Please give the data again in full, precisely as it is written.

[RECORD EXTRACTS — start]

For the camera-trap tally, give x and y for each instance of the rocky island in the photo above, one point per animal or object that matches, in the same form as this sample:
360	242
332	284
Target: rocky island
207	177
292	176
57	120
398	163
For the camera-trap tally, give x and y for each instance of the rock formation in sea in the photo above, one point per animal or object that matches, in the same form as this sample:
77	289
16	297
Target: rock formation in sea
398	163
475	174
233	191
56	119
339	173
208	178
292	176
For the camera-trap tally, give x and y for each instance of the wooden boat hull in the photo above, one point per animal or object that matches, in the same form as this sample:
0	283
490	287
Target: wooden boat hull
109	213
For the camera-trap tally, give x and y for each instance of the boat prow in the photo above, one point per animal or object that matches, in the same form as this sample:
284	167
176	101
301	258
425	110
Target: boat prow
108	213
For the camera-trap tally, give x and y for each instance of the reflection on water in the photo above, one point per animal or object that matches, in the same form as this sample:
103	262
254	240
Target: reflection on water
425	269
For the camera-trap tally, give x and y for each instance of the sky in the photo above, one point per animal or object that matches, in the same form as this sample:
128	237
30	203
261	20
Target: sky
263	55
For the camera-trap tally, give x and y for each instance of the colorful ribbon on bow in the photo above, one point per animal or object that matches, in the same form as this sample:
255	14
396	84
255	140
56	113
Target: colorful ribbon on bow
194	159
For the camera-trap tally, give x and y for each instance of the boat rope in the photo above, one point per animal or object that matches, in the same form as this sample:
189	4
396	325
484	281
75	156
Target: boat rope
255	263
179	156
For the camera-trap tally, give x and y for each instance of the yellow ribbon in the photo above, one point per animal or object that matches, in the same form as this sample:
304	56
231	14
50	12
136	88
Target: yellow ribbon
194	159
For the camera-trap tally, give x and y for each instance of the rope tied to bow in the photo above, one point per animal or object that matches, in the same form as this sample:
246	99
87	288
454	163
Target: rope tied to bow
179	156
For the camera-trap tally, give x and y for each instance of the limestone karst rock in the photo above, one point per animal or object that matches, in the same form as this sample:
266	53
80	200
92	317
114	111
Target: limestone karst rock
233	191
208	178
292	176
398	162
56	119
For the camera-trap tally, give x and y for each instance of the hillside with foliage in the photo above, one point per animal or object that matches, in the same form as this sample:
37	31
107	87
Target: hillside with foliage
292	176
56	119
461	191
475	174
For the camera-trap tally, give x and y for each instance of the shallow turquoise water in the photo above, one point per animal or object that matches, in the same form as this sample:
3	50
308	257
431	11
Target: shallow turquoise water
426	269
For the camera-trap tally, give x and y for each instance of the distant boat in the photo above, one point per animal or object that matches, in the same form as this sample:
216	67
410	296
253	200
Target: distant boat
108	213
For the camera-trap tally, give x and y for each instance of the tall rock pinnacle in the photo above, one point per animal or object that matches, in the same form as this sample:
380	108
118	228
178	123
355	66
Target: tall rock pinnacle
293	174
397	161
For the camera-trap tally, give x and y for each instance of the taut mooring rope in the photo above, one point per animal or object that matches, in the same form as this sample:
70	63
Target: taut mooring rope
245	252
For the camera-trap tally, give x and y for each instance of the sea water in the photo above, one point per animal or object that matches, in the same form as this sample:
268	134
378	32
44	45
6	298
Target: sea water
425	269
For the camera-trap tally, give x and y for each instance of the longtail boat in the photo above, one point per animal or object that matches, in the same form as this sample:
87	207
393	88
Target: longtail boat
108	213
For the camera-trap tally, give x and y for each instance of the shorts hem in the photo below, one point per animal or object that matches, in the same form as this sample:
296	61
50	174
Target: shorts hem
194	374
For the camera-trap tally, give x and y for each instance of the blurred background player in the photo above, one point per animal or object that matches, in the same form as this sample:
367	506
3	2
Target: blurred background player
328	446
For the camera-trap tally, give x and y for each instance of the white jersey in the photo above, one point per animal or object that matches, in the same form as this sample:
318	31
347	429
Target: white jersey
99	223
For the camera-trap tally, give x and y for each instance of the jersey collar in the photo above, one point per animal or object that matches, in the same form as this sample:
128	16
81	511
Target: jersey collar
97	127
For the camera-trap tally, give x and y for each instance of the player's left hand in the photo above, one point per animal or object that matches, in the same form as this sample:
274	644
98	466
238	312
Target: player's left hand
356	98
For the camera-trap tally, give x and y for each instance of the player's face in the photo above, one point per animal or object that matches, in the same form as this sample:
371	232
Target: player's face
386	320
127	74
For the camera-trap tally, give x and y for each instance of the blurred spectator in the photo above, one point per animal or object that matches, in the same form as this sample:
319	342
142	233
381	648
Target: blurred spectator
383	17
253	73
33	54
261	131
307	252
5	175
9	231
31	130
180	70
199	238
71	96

[RECORD EXTRACTS — finish]

__TASK OUTPUT__
For the camera-trap tally, give x and y for each instance of the rocky island in the photo above, one point per animal or object that matches, in the same form as this sample:
360	242
332	284
Target: rocky island
207	177
292	176
57	120
398	163
For the camera-trap tally, give x and y for each instance of the rock formation in sea in the photo above, one point per animal or object that matches, in the same form as this sample:
77	289
16	297
Target: rock formation in sea
398	163
475	174
233	191
56	119
339	173
208	178
292	176
For the camera-trap tally, give x and y for each instance of the wooden boat hull in the photo above, one point per animal or object that matches, in the same form as this sample:
0	283
490	287
Target: wooden boat hull
109	213
For the camera-trap tally, give x and y for each instance of the boat prow in the photo above, one point per animal or object that matches, in the same form as this sample:
284	167
176	101
301	258
425	110
Target: boat prow
108	213
For the camera-trap tally, give x and y for each instance of the reflection on water in the photo above, one point per animal or object that matches, in the same form as this sample:
103	262
254	240
Target: reflection on water
425	269
For the camera-trap tally, give x and y for each instance of the sky in the photo above, one point per animal or object that matches, in the same form as this sample:
128	237
30	203
261	20
Target: sky
263	55
For the camera-trap tally, give x and y for each instance of the colorful ribbon on bow in the photo above, one point per animal or object that matches, in the same form as this sample:
255	14
396	84
255	140
56	113
Target: colorful ribbon on bow
194	159
For the camera-trap tally, give x and y for each instance of the boat rope in the photo above, one point per animal or object that matches, in the same form as this sample:
189	4
396	325
484	281
75	156
Target: boat rope
255	263
179	156
For the camera-trap tally, give x and y for each instance of the yellow ribbon in the photo above, one point per animal or object that matches, in the same form as this sample:
304	56
231	14
50	12
136	88
Target: yellow ribbon
194	159
For the camera-trap tally, give x and y for each instance of the rope tied to bow in the photo above, one point per animal or object that matches, in the same form as this sample:
246	99
87	288
454	163
Target: rope tied to bow
179	156
For the camera-trap tally, give x and y for each instance of the limestone karst rock in the photo above, one point per animal or object that matches, in the same form as this sample:
266	53
80	200
92	317
114	111
Target: limestone karst rock
233	191
208	178
292	176
398	162
56	119
For the camera-trap tally, give x and y for each instance of the hillside with foliage in the photo above, one point per animal or object that matches, in the same form as this sample:
37	31
107	87
Target: hillside with foliage
292	176
56	119
461	191
475	174
For the camera-trap tally, give x and y for each instance of the shallow turquoise water in the photo above, one point per animal or object that matches, in the same form as this sample:
3	50
308	257
431	11
Target: shallow turquoise water
426	269
For the camera-trap tally, give x and y for each instance of the distant boat in the photo above, one point per animal or object that matches, in the same form as this sample:
216	67
410	296
253	200
Target: distant boat
108	213
For the camera-trap tally, give x and y for each instance of the tall rock pinnacle in the photo above, one point per animal or object that matches, in the same form as this sample:
380	108
118	228
178	123
355	66
Target: tall rock pinnacle
293	174
397	161
For the camera-trap tally, give x and y for each instance of the taut mooring rope in the photo above, one point per animal or object that matches, in the same form as this sample:
70	63
Target: taut mooring rope
245	252
For the camera-trap tally, give x and y for each instance of the sea water in the photo above, one point per animal or object that matches, in the same form as this sample:
268	134
378	32
44	45
6	298
Target: sea water
425	269
For the camera-trap tally, give x and y for each instance of the longtail boat in the photo above, one point per animal or object that matches, in the same form as this sample:
87	207
393	88
Target: longtail boat
108	213
For the camera-trap tally, give x and y for each instance of the shorts hem in the photo below, one point per animal or object that matches, in the same form as this sample:
296	61
50	174
Target: shorts hem
194	374
For the camera-trap tally, give x and y for each instance of the blurred background player in the photo above, one point per animal or object that matches, in the same form as this sample:
367	506
3	2
Target: blurred background player
328	446
For the camera-trap tally, give x and y for each instance of the white jersey in the photo above, one point per animal or object that matches, in the same form as this sample:
318	31
347	429
Target: white jersey
99	223
For the camera-trap tally, give x and y for each instance of the jersey collar in the photo above, one point per animal or object that matches, in the same form as this sample:
128	16
81	511
Target: jersey collar
97	127
For the camera-trap tally, give x and y for each instance of the player's left hand in the photo above, one point per animal or object that matches, in the same form as this sample:
274	644
98	466
238	312
Target: player's left hand
356	98
For the camera-trap tally, give x and y for each instance of the player's face in the photo above, one point per animal or object that matches, in the same form as this sample:
371	232
Target: player's face
386	320
127	74
For the camera-trap tally, give x and y for each instance of the blurred spectator in the photo above, one point per animal or object that matches, in the same form as this sample:
319	342
142	233
381	648
Target: blurred spectator
383	17
253	73
33	54
261	131
307	252
5	175
9	231
31	130
180	70
199	238
71	96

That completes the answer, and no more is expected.